[Pointing dataset excerpts]
______

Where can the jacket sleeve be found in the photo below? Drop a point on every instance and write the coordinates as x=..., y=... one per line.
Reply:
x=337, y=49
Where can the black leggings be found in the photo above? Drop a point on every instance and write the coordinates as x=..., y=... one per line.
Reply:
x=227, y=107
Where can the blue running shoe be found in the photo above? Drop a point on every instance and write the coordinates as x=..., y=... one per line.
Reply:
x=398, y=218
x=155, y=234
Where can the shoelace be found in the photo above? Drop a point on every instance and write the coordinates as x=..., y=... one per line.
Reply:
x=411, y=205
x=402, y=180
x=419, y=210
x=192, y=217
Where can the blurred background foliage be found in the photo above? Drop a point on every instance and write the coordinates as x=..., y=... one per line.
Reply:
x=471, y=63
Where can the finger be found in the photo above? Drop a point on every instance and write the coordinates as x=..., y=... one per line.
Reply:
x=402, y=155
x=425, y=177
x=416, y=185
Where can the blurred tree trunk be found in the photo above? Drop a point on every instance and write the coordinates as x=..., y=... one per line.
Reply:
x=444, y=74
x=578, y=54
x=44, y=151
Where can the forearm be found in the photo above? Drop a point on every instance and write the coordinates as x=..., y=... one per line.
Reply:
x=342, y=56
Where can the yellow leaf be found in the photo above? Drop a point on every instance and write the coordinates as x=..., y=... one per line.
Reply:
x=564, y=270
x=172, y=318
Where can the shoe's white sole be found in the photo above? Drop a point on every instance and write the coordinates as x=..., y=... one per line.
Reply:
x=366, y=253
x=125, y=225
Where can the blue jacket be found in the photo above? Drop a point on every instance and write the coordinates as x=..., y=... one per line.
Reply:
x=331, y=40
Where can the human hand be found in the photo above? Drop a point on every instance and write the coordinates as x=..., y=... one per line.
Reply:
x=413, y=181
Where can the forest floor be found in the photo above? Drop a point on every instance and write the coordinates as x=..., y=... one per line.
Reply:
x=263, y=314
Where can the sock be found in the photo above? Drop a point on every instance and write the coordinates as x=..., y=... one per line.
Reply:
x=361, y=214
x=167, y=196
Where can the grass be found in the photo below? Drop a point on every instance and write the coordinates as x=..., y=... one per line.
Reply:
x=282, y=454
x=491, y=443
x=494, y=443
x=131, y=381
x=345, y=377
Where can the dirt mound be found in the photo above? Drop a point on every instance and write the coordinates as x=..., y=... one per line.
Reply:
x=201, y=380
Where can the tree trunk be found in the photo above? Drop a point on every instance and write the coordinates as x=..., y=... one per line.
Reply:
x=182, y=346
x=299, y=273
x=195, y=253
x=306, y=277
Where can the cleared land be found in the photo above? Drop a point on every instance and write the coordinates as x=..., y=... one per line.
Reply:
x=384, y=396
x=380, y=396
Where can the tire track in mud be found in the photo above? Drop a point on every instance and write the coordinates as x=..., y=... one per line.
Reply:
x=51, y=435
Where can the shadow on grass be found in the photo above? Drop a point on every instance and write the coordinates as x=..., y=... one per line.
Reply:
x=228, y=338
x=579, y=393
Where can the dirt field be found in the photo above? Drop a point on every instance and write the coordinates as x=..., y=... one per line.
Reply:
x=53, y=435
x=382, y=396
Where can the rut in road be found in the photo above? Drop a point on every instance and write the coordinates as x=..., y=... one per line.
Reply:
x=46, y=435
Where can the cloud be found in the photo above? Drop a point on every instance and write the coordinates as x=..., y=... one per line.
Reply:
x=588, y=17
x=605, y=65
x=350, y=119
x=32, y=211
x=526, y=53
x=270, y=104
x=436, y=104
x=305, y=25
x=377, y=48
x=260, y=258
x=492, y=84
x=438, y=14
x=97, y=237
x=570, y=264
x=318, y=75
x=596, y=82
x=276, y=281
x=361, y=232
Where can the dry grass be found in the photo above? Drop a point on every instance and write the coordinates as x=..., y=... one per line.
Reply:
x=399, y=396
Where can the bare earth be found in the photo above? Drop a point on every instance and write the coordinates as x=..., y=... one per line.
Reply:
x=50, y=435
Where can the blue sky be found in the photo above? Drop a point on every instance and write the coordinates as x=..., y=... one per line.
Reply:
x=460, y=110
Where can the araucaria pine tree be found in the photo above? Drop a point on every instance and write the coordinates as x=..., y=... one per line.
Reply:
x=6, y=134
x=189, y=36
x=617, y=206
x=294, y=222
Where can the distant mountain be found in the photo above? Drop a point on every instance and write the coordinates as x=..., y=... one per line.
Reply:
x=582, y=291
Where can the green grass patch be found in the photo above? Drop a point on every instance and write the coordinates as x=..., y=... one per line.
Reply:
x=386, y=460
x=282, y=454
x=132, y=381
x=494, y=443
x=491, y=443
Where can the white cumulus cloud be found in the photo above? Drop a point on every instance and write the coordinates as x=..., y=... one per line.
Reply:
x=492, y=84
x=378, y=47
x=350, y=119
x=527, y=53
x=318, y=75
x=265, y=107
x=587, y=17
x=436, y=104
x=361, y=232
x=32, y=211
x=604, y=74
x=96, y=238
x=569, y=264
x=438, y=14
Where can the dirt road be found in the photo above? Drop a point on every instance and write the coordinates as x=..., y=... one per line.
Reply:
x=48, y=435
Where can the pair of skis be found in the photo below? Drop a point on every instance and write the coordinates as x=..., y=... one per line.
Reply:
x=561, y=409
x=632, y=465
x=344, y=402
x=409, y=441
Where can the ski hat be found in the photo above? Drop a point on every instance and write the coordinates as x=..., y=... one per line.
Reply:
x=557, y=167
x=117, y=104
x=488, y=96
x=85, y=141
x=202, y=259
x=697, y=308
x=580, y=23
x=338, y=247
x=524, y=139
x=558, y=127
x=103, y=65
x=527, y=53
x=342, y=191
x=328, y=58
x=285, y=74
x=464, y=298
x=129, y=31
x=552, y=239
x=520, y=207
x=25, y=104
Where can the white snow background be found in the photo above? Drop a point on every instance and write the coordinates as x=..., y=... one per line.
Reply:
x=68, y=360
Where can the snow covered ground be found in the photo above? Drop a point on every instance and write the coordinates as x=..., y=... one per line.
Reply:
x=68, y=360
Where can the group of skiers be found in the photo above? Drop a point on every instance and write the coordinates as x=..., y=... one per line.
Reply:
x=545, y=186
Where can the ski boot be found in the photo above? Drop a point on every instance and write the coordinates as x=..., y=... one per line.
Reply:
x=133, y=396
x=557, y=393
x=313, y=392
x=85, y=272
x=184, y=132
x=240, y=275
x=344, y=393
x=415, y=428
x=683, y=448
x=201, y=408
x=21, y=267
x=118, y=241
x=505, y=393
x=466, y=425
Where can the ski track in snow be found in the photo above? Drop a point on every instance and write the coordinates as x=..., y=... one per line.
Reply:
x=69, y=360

______

## GIVEN EXERCISE
Can you edit all of the data above so that "Drop a point" reads "Place a marker" wherever it occurs, with every other line left unchanged?

## EXERCISE SOLUTION
Where can the jacket sleeve be found in the photo below? Place a marker on every instance and write the coordinates as x=..., y=... one per line.
Reply:
x=337, y=49
Where can the black leggings be found in the photo above? Place a marker on every instance and write the coordinates as x=..., y=... one per line.
Reply:
x=227, y=107
Where can the blue running shoe be found in the photo above? Place a marker on every instance and write the coordinates as x=..., y=... one per line.
Reply:
x=398, y=218
x=155, y=234
Where can the shoelace be found in the photo above? Place a marker on every instance and write the coordinates as x=..., y=... one per line.
Reply:
x=411, y=205
x=402, y=180
x=419, y=210
x=192, y=217
Where can the blurred background foliage be found in the photo above? Place a marker on every instance and write the coordinates as x=..., y=... one per line.
Reply:
x=471, y=63
Where can the finger be found in the photo above? Place a marker on every instance and write the coordinates as x=..., y=... one per line.
Reply:
x=402, y=155
x=425, y=177
x=416, y=185
Where can the blurred tree trunk be found in the photo above? Place a marker on every instance and write the coordinates as x=..., y=... one per line.
Reply:
x=444, y=74
x=578, y=54
x=44, y=151
Where can the forearm be found in the photo above? Place a marker on every instance and write the coordinates as x=..., y=... one per line.
Reply:
x=342, y=56
Where can the yellow leaf be found in the photo above? Place a marker on every instance and write the coordinates as x=..., y=... one per line.
Reply:
x=564, y=270
x=172, y=318
Where can the shoe's white sole be found in the photo above? Place a marker on every instance and write the coordinates as x=..., y=... one per line.
Reply:
x=366, y=253
x=125, y=225
Where can the blue jacket be found in the photo above? Place a marker on every instance and write the coordinates as x=..., y=... one per line.
Reply:
x=331, y=40
Where can the human hand be found in the photo above? Place a marker on every instance and write the coordinates as x=..., y=... one per line.
Reply:
x=413, y=181
Where can the forest floor be found in the photo above? Place a marker on every instance and write the coordinates as x=..., y=... one per line.
Reply:
x=263, y=314
Where can the sock be found in the photo above? Place a marker on every instance and write the coordinates as x=..., y=... one per line.
Reply:
x=361, y=214
x=167, y=196
Where can the grass be found in the photo below? Place a marker on every instance and write the coordinates as x=..., y=... one per line.
Reply:
x=282, y=454
x=491, y=443
x=494, y=443
x=131, y=381
x=345, y=377
Where can the dirt mound be found in the photo above? Place a marker on every instance and write the coordinates as x=..., y=... one per line.
Reply:
x=201, y=380
Where can the tree trunk be found in the photo above? Place a marker on every instance and write the coordinates as x=..., y=... one per line.
Reply:
x=182, y=346
x=299, y=273
x=195, y=253
x=306, y=277
Where can the cleared land be found in the photo above? Place a marker on every instance and write the coordinates as x=..., y=... one per line.
Reply:
x=384, y=396
x=380, y=396
Where can the tire track in mud be found in the photo above? Place a marker on every instance and write the coordinates as x=..., y=... one per line.
Reply:
x=51, y=435
Where can the shadow on grass be found in the photo above? Place a marker on every instance and write the coordinates as x=..., y=... one per line.
Reply:
x=228, y=338
x=579, y=393
Where can the dirt field be found in the photo above? Place a marker on every instance and write the coordinates as x=..., y=... one per line.
Reply:
x=53, y=435
x=382, y=396
Where can the rut in road be found in the photo above? Place a marker on every instance and write the coordinates as x=..., y=... one per line.
Reply:
x=46, y=435
Where can the cloud be found in the photo above? Place a marker on every instance and write the coordinates as x=..., y=... one per line.
Reply:
x=588, y=17
x=605, y=65
x=350, y=119
x=32, y=211
x=526, y=53
x=270, y=104
x=436, y=104
x=305, y=25
x=377, y=48
x=260, y=258
x=492, y=84
x=438, y=14
x=97, y=237
x=570, y=264
x=318, y=75
x=596, y=82
x=276, y=281
x=361, y=232
Where can the dry grass be found in the photo above? Place a marker on every instance and write the coordinates as x=..., y=... one per line.
Reply:
x=399, y=396
Where can the bare earth be found in the photo above? Place a marker on every instance and write the coordinates as x=..., y=... one per line.
Reply:
x=50, y=435
Where can the blue sky be found in the photo above? Place a marker on every instance and write the coordinates as x=..., y=... one per line.
Reply:
x=460, y=110
Where can the araucaria pine tree be found in the photo above? Place a marker on every instance and write the coordinates as x=..., y=... one per line.
Reply:
x=6, y=134
x=189, y=36
x=617, y=206
x=294, y=222
Where can the distant mountain be found in the photo above? Place a marker on every instance and write the coordinates as x=..., y=... one per line.
Reply:
x=582, y=291
Where can the green grass patch be found in the photo above? Place a marker on every instance and write the coordinates as x=..., y=... one per line.
Reply:
x=386, y=460
x=282, y=454
x=132, y=381
x=494, y=443
x=491, y=443
Where can the white cumulus cloud be found in the photo above? Place a marker on every instance and write the coordinates as x=..., y=... one per line.
Reply:
x=492, y=84
x=378, y=47
x=350, y=119
x=527, y=53
x=318, y=75
x=265, y=107
x=587, y=17
x=436, y=104
x=361, y=232
x=32, y=211
x=604, y=74
x=96, y=238
x=569, y=264
x=438, y=14
Where can the dirt road be found in the photo above? Place a marker on every instance and write the coordinates as x=..., y=... one per line.
Reply:
x=48, y=435
Where can the pair of skis be found in the photo below? Place a marker on every instance and write the coordinates as x=..., y=... one per line.
Reply:
x=561, y=409
x=632, y=465
x=344, y=402
x=409, y=441
Where can the ski hat be found in the photo above? Place a marker on every instance and write the coordinates as x=..., y=... one per line.
Reply:
x=557, y=167
x=117, y=104
x=488, y=96
x=85, y=141
x=202, y=259
x=697, y=308
x=580, y=23
x=338, y=247
x=524, y=139
x=558, y=127
x=103, y=65
x=527, y=53
x=342, y=191
x=328, y=58
x=285, y=74
x=464, y=298
x=129, y=31
x=552, y=239
x=520, y=207
x=25, y=104
Where can the white snow background be found in the photo above? Place a marker on every instance and write the coordinates as x=..., y=... one per line.
Reply:
x=68, y=360
Where can the snow covered ground be found in the photo above? Place a marker on every instance and write the coordinates as x=..., y=... one per line.
Reply:
x=68, y=360
Where can the group of skiers be found in the photo above? Place a marker on every instance and write the coordinates as x=..., y=... one per line.
Reply:
x=545, y=186
Where can the ski boot be found in the photo above? Place a marker on every instance and write the coordinates as x=..., y=... one per line.
Reply:
x=133, y=396
x=557, y=393
x=313, y=392
x=85, y=272
x=184, y=132
x=240, y=275
x=344, y=393
x=415, y=428
x=683, y=448
x=201, y=408
x=21, y=267
x=118, y=241
x=505, y=393
x=466, y=425
Where can the ski track in snow be found in the photo above? Place a marker on every instance and write the coordinates as x=..., y=... one per line.
Reply:
x=69, y=360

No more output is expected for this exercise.